# Directions
(a) In the profile of Theresa Schafer, what three parts of the grant process does her first quotation say she learned about?
(b) Resume the profile of Theresa Schafer, starting after its last sentence.

# Provided text
◇ ◇ ◇ ◇ ◇ ◇ ◇
MSW Alum Theresa Schafer Develops Passion for Helping Others During Time at Saint Louis University
Theresa Schafer (MSW ‘21) developed a passion for helping others during her undergraduate years at Saint Louis University.
After receiving her degree in theology and philosophy from SLU and completing a year of service as a high-school teacher in Chicago, she noticed that many of her students had barriers to education and learning.
For Schafer, this signaled a need for a shift in career focus. She returned to SLU, enrolled in the Master of Social Work (MSW) program and successfully completed her degree this spring.
Schafer, recipient of an 1818 Community Grant for her project "Sustainable Suds," partnered with Healing Action Network Inc. and School of Social Work Assistant Professor Vithya Murugan, Ph.D., M.S.W., to expand the access of laundry services to Healing Action members.
“I’m grateful to SLU for giving me the opportunity to both create this program at Healing Action and also learn about the process of what it means to apply for a grant, develop it, and have partnerships in the community,” Schafer said.
“The 1818 program is a really good way for students to learn those things, because I’ve learned so much not only about laundry and access in St. Louis, but also about the process of writing grants and how that changes over time.”
◇ ◇ ◇ ◇ ◇ ◇ ◇
# Records in a dataset

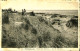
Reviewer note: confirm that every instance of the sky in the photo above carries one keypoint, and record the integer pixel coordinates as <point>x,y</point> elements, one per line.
<point>39,5</point>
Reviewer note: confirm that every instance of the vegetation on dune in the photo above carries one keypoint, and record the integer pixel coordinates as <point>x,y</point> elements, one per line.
<point>34,31</point>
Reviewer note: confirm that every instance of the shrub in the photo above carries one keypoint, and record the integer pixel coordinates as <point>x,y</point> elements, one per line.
<point>32,13</point>
<point>58,41</point>
<point>5,18</point>
<point>34,31</point>
<point>72,22</point>
<point>46,37</point>
<point>41,19</point>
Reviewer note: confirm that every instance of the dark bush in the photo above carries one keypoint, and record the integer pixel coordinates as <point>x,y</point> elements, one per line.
<point>5,18</point>
<point>34,31</point>
<point>41,19</point>
<point>26,27</point>
<point>58,41</point>
<point>46,36</point>
<point>40,41</point>
<point>72,22</point>
<point>12,44</point>
<point>32,13</point>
◇ ◇ ◇ ◇ ◇ ◇ ◇
# Replies
(a)
- Applying for a grant
- Developing it
- Having partnerships in the community

(b)
During the COVID-19 pandemic, Schafer noticed that many more members were coming to the center to do their laundry. Not only was it important to be sanitary during the pandemic, but it was also an outlet for the members to take a break from their daily lives.
Healing Action, an organization in St. Louis that serves survivors of commercial sexual exploitation that offers peer support, trauma therapy, and comprehensive service management, needed to find a way to keep all of their members and staff safe, while also meeting everyone’s needs.
During her laundry access expansion project, ten laundry carts were distributed to Healing Action Members for expanded laundry accessibility and mobility, 480 loads of detergent were provided, or stocked for the future, and 14 staff members were trained on how to implement Sustainable Suds.
“The hope is to continue to make it sustainable and so members are able to do their laundry in spaces that are most convenient for them, whether that means the office or a laundromat that is closer to their home,” Schafer said.
Schafer’s work included ensuring that the members have secure identification and housing, that their basic needs are met, and that they are meeting their vocational or educational goals.
The 1818 grants allow students and faculty to partner with local non-profit organizations to make a positive impact on the community.
Not only did this grant provide necessary services to many members of the St. Louis community, but it also taught Schafer how to write grants, how community’s needs change over time, and how nonprofits rely on discretionary funds that can be spent on the smaller needs of their members.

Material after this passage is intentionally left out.